◆ Given exercise: Everything from the line containing "In the photo above, where can the tinted" down to the last line of the entries below must be transcribed exactly, and nothing else.
+++
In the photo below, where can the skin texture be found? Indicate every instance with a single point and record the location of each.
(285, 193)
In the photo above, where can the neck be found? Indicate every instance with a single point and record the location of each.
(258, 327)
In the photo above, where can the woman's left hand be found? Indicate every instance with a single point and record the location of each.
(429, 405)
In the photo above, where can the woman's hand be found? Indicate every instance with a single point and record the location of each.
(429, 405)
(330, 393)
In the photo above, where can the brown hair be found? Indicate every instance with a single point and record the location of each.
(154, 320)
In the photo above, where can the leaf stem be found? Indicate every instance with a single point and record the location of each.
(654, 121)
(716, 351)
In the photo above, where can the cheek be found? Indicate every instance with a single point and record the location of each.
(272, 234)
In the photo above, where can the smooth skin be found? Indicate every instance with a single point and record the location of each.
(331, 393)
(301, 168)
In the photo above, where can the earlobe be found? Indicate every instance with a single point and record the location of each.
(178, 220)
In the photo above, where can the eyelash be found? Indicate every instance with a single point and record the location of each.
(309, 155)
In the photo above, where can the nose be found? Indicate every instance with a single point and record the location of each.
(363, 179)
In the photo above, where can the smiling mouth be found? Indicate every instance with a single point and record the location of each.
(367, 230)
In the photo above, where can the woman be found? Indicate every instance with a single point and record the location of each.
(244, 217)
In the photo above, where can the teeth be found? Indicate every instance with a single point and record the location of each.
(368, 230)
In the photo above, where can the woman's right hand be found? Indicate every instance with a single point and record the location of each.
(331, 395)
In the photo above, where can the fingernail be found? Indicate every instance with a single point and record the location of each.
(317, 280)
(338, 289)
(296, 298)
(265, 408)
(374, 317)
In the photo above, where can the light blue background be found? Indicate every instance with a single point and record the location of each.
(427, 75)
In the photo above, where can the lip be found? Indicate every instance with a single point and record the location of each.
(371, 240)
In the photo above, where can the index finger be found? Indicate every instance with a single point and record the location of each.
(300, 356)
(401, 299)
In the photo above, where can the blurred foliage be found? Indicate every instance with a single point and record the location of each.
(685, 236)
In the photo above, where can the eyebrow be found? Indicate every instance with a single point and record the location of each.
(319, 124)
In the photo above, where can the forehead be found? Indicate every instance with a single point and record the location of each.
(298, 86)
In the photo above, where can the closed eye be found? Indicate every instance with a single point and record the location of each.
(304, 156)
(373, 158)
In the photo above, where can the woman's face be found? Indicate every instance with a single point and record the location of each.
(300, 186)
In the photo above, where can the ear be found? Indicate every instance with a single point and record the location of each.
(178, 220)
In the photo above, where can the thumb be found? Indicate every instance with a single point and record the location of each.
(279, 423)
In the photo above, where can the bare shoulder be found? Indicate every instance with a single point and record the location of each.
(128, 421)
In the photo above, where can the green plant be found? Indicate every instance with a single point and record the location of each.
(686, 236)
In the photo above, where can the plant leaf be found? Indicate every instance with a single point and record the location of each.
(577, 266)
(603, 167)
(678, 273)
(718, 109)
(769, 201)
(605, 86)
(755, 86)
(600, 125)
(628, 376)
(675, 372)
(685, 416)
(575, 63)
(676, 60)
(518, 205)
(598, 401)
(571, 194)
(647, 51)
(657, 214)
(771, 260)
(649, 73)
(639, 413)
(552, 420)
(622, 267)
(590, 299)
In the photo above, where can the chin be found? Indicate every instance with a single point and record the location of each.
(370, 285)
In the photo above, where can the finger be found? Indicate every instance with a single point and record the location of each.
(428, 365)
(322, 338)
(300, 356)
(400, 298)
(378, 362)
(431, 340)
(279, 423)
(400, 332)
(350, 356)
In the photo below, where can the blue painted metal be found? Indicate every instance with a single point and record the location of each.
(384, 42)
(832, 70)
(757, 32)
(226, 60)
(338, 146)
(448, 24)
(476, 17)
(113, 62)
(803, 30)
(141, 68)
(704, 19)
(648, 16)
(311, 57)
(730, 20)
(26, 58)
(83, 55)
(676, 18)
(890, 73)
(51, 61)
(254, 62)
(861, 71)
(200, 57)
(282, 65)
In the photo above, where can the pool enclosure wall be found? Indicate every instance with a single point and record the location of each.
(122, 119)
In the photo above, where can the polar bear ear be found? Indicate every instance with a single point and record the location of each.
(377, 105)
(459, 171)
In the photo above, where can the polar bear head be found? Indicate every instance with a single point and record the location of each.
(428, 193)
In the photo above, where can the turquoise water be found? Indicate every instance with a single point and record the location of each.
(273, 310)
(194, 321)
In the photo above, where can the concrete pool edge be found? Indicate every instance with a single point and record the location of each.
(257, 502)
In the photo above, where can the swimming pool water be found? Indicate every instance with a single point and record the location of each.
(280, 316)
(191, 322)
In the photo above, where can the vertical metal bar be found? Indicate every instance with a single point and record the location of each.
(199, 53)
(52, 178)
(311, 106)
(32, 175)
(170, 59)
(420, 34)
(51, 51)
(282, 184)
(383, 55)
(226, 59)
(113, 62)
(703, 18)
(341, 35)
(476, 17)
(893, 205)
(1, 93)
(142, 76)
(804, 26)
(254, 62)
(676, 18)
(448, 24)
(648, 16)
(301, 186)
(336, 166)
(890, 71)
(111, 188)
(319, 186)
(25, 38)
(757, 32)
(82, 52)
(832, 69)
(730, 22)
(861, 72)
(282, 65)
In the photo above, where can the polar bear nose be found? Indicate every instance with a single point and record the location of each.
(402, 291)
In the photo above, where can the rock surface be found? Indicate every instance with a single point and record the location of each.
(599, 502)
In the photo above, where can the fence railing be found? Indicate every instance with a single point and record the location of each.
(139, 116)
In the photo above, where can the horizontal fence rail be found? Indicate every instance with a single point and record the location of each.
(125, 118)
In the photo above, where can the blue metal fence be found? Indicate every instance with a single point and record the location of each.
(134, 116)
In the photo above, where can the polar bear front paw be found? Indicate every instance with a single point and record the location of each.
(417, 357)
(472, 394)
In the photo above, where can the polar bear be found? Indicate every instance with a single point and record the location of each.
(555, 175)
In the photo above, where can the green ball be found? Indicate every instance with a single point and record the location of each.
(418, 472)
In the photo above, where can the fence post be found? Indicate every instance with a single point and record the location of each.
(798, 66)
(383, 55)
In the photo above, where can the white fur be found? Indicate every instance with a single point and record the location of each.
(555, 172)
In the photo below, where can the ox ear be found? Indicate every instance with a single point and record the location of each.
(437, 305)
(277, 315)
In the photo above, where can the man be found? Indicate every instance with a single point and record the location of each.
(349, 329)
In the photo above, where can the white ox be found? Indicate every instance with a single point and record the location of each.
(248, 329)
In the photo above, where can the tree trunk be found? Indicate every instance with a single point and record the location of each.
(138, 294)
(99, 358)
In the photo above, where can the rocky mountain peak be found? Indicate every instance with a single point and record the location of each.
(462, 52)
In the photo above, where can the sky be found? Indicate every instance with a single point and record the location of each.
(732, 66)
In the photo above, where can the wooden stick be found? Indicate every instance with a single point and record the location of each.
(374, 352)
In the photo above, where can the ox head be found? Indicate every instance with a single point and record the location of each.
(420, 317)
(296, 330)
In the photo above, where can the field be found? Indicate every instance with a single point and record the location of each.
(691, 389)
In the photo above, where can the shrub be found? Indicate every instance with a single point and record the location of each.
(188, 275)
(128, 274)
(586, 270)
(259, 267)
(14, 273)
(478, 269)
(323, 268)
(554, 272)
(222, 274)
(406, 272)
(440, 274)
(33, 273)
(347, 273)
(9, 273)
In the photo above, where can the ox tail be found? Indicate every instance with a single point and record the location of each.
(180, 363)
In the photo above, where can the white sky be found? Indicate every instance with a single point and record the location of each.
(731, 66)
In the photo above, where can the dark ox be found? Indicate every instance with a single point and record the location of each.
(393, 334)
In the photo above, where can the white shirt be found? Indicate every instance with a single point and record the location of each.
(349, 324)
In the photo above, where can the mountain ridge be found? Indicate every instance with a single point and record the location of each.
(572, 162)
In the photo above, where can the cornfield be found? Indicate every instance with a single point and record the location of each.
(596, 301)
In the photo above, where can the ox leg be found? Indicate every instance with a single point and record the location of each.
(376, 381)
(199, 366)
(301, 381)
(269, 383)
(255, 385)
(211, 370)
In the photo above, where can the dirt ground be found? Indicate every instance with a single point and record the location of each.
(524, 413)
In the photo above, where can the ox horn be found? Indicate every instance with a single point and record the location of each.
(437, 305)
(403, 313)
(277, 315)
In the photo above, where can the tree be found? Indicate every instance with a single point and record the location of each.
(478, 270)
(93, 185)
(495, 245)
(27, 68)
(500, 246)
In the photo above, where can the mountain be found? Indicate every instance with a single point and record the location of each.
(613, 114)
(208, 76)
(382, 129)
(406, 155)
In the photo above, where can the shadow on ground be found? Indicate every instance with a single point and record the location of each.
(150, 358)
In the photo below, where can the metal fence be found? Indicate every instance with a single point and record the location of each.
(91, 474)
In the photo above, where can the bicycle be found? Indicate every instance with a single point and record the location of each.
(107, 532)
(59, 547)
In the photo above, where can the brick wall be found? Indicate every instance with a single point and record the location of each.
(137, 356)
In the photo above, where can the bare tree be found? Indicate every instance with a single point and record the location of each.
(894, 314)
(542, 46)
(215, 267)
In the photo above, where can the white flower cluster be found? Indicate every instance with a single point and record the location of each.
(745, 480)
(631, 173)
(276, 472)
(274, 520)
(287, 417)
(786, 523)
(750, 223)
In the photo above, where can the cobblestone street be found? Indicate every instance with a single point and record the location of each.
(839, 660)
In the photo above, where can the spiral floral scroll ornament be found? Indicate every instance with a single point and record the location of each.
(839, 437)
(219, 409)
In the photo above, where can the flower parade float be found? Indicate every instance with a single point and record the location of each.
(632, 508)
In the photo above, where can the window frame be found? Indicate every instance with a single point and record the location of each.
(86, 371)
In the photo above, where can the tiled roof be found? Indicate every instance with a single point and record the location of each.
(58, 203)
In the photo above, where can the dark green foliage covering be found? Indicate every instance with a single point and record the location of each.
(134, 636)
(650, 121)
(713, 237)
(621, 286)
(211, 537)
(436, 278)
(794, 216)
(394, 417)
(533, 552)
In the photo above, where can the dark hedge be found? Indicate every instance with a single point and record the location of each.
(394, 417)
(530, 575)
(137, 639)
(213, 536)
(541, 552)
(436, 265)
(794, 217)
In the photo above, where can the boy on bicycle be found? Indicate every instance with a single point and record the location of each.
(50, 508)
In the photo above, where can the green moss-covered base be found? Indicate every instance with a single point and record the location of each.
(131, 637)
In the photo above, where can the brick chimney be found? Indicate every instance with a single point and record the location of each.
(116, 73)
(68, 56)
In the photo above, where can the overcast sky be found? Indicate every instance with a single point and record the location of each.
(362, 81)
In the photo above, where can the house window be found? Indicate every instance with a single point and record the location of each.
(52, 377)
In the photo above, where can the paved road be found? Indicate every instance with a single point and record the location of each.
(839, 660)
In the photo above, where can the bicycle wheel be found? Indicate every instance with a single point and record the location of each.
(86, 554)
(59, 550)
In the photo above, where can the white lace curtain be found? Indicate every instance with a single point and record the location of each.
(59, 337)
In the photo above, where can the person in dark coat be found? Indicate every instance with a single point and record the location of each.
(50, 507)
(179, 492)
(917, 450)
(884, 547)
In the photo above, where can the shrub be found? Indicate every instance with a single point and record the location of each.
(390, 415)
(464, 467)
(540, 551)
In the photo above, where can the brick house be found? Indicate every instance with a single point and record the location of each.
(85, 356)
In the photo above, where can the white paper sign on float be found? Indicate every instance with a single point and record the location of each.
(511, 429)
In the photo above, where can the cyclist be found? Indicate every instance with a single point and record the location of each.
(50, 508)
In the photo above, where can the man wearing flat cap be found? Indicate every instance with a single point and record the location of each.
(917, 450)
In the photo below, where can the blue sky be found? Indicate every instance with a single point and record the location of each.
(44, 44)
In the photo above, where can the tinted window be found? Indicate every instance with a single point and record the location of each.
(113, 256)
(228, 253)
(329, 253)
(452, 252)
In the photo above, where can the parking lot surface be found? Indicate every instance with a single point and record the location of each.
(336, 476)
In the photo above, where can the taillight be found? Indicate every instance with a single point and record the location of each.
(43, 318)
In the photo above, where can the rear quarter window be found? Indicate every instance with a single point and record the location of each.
+++
◆ Written reply:
In the photo above, where can the tinted window be found? Indicate every instance with a single point and record the location of each.
(113, 256)
(228, 253)
(329, 253)
(452, 252)
In the photo above, where can the parking lot surface be found? Indicate every instance with a single point and record the location of each.
(336, 476)
In the photo above, where can the taillight be found? Indicate every instance with a single point and record the location of each.
(43, 318)
In the photo above, where can the rear quarter window be found? Indicate every instance with a single point and record the location of each.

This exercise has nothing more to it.